(Recorded data)
▼▼▼

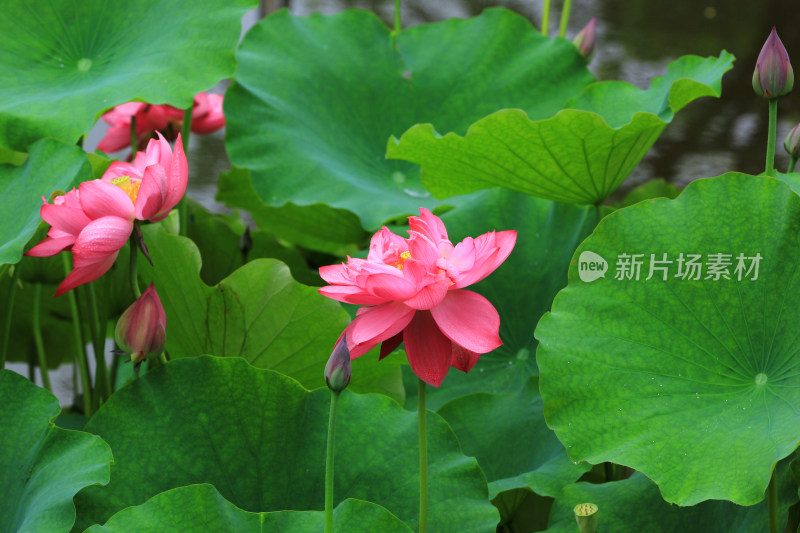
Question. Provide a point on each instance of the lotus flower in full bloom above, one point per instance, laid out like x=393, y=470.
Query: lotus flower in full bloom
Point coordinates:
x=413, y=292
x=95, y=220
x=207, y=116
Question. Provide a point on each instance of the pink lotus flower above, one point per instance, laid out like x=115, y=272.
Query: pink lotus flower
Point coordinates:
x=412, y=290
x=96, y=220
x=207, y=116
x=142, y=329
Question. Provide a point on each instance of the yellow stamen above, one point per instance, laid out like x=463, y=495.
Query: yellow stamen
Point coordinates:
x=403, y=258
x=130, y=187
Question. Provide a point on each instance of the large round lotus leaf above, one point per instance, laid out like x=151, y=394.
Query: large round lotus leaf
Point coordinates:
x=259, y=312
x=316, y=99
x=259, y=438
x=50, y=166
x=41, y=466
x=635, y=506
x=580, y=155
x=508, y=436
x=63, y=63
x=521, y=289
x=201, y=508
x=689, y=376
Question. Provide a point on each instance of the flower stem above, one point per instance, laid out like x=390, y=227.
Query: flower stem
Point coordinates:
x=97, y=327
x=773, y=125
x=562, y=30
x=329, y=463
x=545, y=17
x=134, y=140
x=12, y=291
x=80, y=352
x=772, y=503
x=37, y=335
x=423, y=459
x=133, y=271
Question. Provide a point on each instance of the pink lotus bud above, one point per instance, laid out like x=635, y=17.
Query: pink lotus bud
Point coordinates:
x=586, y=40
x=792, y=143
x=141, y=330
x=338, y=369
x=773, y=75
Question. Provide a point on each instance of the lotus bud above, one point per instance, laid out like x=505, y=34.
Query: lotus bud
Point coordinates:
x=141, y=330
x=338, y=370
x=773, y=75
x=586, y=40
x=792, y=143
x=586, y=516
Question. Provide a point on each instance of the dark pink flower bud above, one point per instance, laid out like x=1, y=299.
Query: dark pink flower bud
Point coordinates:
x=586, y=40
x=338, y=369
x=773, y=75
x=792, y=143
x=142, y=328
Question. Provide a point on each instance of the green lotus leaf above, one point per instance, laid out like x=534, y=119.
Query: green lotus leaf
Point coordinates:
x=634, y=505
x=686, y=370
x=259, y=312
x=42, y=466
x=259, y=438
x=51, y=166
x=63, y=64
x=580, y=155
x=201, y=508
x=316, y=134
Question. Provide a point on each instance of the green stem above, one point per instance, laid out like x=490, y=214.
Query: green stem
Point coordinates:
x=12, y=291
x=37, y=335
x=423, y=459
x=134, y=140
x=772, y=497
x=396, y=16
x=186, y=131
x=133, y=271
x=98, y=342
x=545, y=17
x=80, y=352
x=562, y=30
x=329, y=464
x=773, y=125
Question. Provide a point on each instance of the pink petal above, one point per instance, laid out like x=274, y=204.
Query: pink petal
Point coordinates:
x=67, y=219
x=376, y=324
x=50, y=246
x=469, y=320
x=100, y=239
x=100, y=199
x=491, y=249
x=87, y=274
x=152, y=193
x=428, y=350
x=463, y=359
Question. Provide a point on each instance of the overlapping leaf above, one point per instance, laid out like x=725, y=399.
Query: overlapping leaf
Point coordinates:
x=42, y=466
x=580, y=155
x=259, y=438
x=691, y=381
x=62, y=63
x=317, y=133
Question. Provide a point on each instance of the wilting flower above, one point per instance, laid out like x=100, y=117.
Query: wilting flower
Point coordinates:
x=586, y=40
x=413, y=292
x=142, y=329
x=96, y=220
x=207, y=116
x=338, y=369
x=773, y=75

▲▲▲

- [Try it]: Find and copy each line above holding "flower".

- [Solved problem]:
Question. Provide a point on each instance of the lotus flower in full bloom above, one point per instance, laid out like x=393, y=470.
Query: lotus flower in full bloom
Question. Provide a point on each instance of the pink lotus flower above, one point per instance, laid out like x=115, y=272.
Query: pink lotus flower
Question. Provide a point on each instance of the flower stem above, one point per instance, laid out like x=390, y=227.
Query: flower stem
Question. Provide a point on each instance of the dark pink flower bud above, one point per instance, laid out like x=1, y=299.
Query: dark pink flower bud
Question. Provide a point on each instance of the wilting flower above, one point per instance, laid out like x=100, y=117.
Query: wilting flower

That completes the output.